CAPITALIST CRISIS AND CONSTRUCTION OF ALTERNATIVES IN THE CARIBBEAN BASIN

Gustavo Fernández Colón

Paper for the II International Seminar 'Africa, Caribbean and Latin America' St. Vincent and the Grenadines 3 and 4 December 2010.

The most serious aspect of the crisis the global capitalist system currently faces is not the bankruptcy of financial corporations, or the global economic downturn, or the discrediting of its institutions of political control. The greatest threat to the continuity of the capitalist mode of production is the environmental crisis caused by the irrational destruction of nature, to the point of jeopardizing the ability of self-regeneration of the ecosystems on which our survival depends.

For many analysts, a new long cycle of economic growth would be able to take off thanks to the efforts of countries like China and India, now converted into more desirable markets for transnational capital because of their abundant cheap labour. However, the high rate of growth of China and India is misleading if one takes into account that economic statistics do not usually include the serious environmental and social liabilities generated by the development model implanted in these countries.

Indeed, sooner or later the world economy will be forced to include in its accounting the huge economic losses caused by global warming and climate disasters, water depletion and pollution, deforestation and the desertification of soils, the chemical pollution of food, declining wild fish stocks, mass extinction of vegetable and animal species, depletion and scarcity of renewable energies, overpopulation and pollution in cities, migrations and pandemics. On time, humanity as a whole will have to pay for all of these environmental liabilities.

Located in a peripheral and dependent position within the global capitalist system, the Caribbean Basin and all of its island territories make up an ecologically fragile and vulnerable region, having the highest population density of the continent and being of great importance for humanity because of its biodiversity and its high proportion of endemic species per unit surface area. Since, as is known, following the European conquest a colonial economy based on plantation system with slave labour was introduced for growing agricultural products for export to metropolitan markets, the Greater and Lesser Antilles preserve today only 10% of their original vegetation. Henceforth deforestation has become a general practice for the extension of monocultures such as sugarcane, coffee, cocoa and snuff, among other items, with devastating consequences for the environment—as evidenced by the severe desertification of soils Haiti currently faces as a consequence of its having been the world's largest producer of sugar in the eighteenth century.

EXERCISE SET:
1. Rewrite the paper on capitalist crisis in the Caribbean Basin, starting at "For many analysts, a" and ending at "in these countries.", with "transnational capital" changed to "foreign investors".
2. Continue the paper on capitalist crisis in the Caribbean Basin from its last paragraph.

GIVEN ENTRIES:
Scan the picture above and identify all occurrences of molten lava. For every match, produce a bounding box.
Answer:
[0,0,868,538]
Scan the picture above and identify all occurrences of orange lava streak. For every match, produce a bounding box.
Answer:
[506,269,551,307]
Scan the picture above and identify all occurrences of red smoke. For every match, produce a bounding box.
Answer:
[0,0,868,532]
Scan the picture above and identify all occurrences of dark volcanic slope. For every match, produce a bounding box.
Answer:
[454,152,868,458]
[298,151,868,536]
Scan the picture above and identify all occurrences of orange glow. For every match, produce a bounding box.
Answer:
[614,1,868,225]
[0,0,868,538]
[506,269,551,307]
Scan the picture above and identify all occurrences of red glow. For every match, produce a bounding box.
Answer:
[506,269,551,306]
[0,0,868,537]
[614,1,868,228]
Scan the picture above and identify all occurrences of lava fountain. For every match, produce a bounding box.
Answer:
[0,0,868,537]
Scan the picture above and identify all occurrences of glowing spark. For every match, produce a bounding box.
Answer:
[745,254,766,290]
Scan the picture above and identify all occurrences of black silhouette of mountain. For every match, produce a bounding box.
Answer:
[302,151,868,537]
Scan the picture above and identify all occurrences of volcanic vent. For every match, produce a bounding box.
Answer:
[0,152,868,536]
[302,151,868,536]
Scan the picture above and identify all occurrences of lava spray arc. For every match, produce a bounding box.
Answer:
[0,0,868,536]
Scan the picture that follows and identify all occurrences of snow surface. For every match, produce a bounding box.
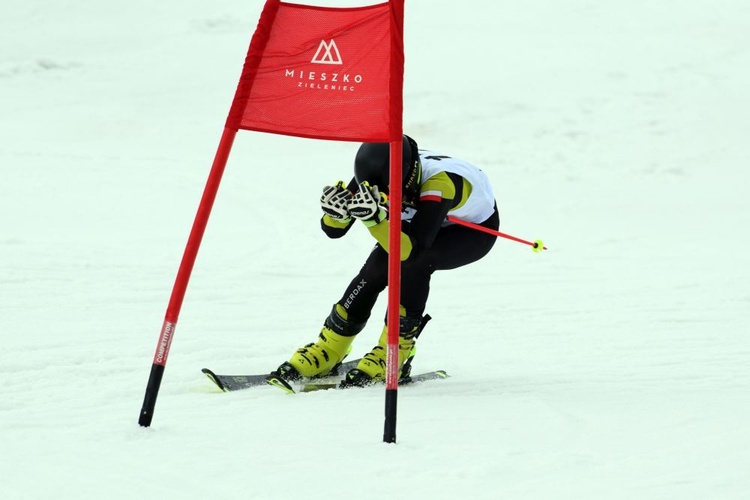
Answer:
[0,0,750,500]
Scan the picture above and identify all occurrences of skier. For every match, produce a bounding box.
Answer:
[272,135,499,385]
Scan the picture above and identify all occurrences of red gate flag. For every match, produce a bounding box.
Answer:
[138,0,404,434]
[227,0,403,142]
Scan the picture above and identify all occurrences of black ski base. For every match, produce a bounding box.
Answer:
[300,370,450,392]
[201,359,359,392]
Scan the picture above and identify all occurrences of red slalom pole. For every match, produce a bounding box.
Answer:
[448,215,547,252]
[138,128,237,427]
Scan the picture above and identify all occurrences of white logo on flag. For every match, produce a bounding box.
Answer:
[310,38,344,64]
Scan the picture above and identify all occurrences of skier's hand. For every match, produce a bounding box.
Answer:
[320,181,352,222]
[349,181,388,227]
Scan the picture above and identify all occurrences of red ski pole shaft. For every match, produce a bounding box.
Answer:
[448,215,547,252]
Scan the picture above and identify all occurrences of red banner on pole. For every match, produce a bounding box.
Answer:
[138,0,404,432]
[227,0,403,142]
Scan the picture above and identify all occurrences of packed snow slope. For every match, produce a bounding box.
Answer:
[0,0,750,500]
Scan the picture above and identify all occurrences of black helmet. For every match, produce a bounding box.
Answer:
[354,135,422,203]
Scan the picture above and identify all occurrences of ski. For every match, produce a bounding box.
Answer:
[201,359,359,392]
[296,370,450,392]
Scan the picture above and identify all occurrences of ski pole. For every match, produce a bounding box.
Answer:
[448,215,547,253]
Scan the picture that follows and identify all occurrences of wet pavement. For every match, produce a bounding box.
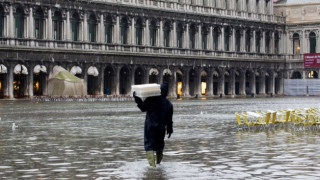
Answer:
[0,97,320,180]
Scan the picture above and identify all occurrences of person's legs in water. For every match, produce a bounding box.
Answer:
[147,151,156,167]
[156,152,163,164]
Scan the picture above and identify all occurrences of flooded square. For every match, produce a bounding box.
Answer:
[0,97,320,180]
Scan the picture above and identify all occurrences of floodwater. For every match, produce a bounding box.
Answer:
[0,97,320,180]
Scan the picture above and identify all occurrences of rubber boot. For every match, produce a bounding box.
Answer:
[147,151,156,167]
[157,152,163,164]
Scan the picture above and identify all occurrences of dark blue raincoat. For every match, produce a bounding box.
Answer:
[135,84,173,152]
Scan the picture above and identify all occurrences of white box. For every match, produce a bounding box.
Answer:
[131,84,161,99]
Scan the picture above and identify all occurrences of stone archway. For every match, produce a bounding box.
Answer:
[254,72,260,94]
[189,69,196,96]
[274,72,282,94]
[33,65,47,96]
[234,70,240,95]
[13,64,28,98]
[290,71,302,79]
[176,69,183,96]
[119,67,130,94]
[70,66,83,79]
[103,66,115,95]
[212,70,219,95]
[245,70,253,95]
[149,68,159,83]
[224,70,231,95]
[0,64,8,99]
[307,70,319,79]
[264,72,272,94]
[87,66,100,95]
[134,67,144,85]
[200,70,208,96]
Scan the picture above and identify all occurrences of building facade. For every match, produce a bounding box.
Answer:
[0,0,291,98]
[274,0,320,79]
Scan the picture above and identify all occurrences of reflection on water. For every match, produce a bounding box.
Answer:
[0,97,320,179]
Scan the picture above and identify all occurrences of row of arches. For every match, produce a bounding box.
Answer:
[0,6,280,53]
[0,64,319,98]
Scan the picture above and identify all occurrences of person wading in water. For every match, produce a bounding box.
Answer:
[133,83,173,167]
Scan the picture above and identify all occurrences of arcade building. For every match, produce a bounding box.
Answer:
[0,0,319,99]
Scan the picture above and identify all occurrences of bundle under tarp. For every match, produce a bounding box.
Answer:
[48,66,87,96]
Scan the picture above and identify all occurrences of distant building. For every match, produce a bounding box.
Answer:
[274,0,320,79]
[0,0,286,98]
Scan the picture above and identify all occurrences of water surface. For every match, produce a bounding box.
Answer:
[0,97,320,179]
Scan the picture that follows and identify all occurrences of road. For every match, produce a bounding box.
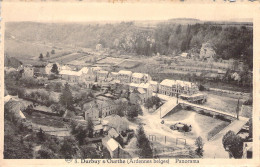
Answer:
[145,95,249,159]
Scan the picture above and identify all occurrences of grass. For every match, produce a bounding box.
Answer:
[118,60,141,69]
[203,92,243,114]
[24,112,64,128]
[208,122,229,140]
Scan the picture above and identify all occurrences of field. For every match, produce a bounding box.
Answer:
[165,110,229,141]
[24,112,65,128]
[97,57,125,65]
[5,39,66,63]
[118,60,141,69]
[203,92,244,114]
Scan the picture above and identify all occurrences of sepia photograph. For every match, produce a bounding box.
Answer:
[3,0,259,164]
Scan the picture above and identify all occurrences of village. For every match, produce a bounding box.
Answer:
[4,19,253,159]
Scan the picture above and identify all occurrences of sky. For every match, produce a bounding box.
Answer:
[2,2,260,22]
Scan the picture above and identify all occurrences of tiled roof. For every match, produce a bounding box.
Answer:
[160,79,176,87]
[118,70,132,75]
[149,81,158,85]
[108,128,119,138]
[132,73,144,78]
[60,70,81,76]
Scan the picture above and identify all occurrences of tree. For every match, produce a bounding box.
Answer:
[46,52,50,57]
[60,83,74,109]
[75,126,87,145]
[60,137,76,159]
[51,64,59,74]
[144,96,161,109]
[136,125,153,158]
[222,131,243,158]
[87,117,94,137]
[39,53,43,61]
[37,128,45,142]
[116,102,127,117]
[126,104,143,119]
[195,136,204,157]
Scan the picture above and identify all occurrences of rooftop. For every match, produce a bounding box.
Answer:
[160,79,176,87]
[60,70,81,76]
[132,73,144,78]
[149,81,158,85]
[118,70,132,75]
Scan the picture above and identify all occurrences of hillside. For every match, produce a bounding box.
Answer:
[4,55,22,68]
[5,19,253,68]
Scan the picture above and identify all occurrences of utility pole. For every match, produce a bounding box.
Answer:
[160,107,162,119]
[236,97,240,120]
[177,89,179,104]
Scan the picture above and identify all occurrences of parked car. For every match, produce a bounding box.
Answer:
[170,122,192,132]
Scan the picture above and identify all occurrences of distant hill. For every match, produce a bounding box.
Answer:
[4,55,22,68]
[5,18,253,68]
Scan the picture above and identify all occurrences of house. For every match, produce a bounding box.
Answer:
[149,81,159,93]
[97,70,108,81]
[79,67,96,88]
[159,79,177,96]
[108,72,118,80]
[83,101,100,120]
[4,100,26,122]
[131,73,144,84]
[129,87,152,104]
[60,70,81,82]
[176,80,199,95]
[118,70,132,83]
[45,63,61,75]
[96,44,102,51]
[131,73,151,84]
[91,67,102,74]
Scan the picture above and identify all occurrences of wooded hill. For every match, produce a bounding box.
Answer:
[6,20,253,68]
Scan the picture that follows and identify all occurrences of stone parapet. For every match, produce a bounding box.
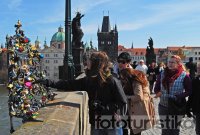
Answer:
[13,92,90,135]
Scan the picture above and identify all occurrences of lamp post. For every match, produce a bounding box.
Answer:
[63,0,75,80]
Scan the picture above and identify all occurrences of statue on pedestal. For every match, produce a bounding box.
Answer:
[72,12,84,47]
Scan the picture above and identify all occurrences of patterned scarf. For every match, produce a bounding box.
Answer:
[162,65,184,91]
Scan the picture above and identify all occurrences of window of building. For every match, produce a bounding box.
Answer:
[46,60,49,63]
[45,66,49,70]
[108,41,111,45]
[58,44,61,49]
[54,60,58,63]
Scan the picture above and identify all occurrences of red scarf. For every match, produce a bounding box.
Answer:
[162,65,184,90]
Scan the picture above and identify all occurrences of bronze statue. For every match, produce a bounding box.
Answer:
[72,12,84,47]
[148,37,153,48]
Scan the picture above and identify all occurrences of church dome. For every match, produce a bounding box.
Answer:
[51,26,65,42]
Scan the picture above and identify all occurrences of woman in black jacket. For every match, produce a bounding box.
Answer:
[42,52,127,135]
[189,75,200,135]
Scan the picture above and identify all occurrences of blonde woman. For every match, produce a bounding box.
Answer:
[121,68,155,135]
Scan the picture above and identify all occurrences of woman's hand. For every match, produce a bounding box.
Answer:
[154,92,162,98]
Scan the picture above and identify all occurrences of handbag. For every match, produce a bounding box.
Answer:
[168,98,187,115]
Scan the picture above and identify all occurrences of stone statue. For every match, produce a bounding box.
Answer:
[72,12,84,47]
[148,37,153,48]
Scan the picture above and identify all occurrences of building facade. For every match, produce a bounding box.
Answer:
[40,26,65,81]
[118,45,200,64]
[97,16,118,61]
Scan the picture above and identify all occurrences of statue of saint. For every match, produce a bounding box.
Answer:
[148,37,153,48]
[72,12,84,47]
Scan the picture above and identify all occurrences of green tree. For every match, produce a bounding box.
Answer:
[146,37,156,66]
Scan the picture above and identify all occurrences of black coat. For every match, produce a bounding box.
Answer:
[49,76,127,125]
[190,76,200,113]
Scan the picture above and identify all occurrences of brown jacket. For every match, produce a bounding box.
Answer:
[128,81,155,134]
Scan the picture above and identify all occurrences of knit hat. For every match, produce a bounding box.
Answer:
[117,52,131,62]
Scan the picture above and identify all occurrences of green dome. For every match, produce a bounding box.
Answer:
[51,26,65,42]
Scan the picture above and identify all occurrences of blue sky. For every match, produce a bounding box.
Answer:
[0,0,200,48]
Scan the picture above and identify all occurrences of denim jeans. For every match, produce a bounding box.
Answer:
[158,104,180,135]
[91,127,123,135]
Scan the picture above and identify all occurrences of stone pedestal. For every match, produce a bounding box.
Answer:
[72,46,84,77]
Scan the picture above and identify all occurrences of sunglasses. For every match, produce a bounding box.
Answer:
[117,60,127,64]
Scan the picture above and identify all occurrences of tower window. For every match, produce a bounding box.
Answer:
[58,44,61,49]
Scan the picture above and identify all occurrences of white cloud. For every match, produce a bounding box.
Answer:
[7,0,22,10]
[118,1,200,31]
[72,0,112,13]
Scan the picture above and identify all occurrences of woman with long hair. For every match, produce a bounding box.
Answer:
[41,52,127,135]
[154,55,192,135]
[121,68,155,135]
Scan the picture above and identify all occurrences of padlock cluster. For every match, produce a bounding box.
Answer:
[2,21,55,120]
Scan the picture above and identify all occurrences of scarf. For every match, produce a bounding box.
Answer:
[162,65,184,91]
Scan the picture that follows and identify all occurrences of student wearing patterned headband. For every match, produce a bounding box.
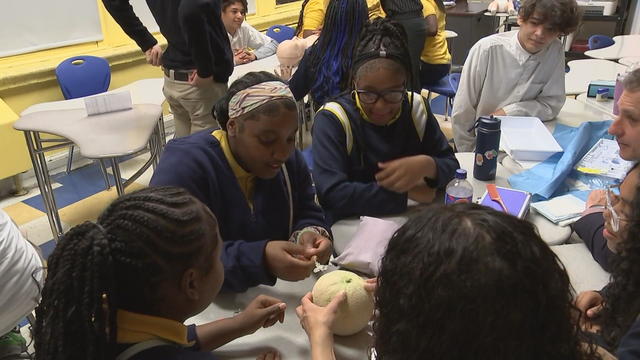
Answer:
[313,19,459,222]
[151,72,332,292]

OUTPUTS BY TASK:
1.
For many analysts, a new long cycle of economic growth would be able to take off thanks to the efforts of countries like China and India, now converted into more desirable markets for foreign investors because of their abundant cheap labour. However, the high rate of growth of China and India is misleading if one takes into account that economic statistics do not usually include the serious environmental and social liabilities generated by the development model implanted in these countries.

2.
The intensification of climate disruption caused by global warming and its increasing ecological, economic and social effects over the Greater Caribbean; deforestation; pesticide poisoning of the soil, water and foodstuffs as a result of dependence on fossil fuels; structural poverty—as well as the struggles for vindication of Afro-Caribbean identities and resistance against European colonialism and U.S. hegemony through new integration projects such as the ALBA—can all be interpreted as symptoms of an eco-socio-systemic bifurcation, which could well lead to increased levels of chaotification or trigger a process of long-range socio-political changes.

All of these factors foretell an exacerbation of imperialist intervention and of the exploitation of human beings and nature with the aim of guaranteeing the reproduction of capital in a context of growing instability and unsustainability. Against this backdrop, the survival of biodiversity and ethnodiversity in the Caribbean will only be feasible if presently prevailing social, economic, political and cultural structures undergo a radical transformation aimed at achieving four key objectives:

a) The harmonious coupling of economic dynamics and ecological systems, primarily through the prompt replacement of agro-industrial monocultures by organic polycultures, and of fossil fuels by clean and renewable energy sources.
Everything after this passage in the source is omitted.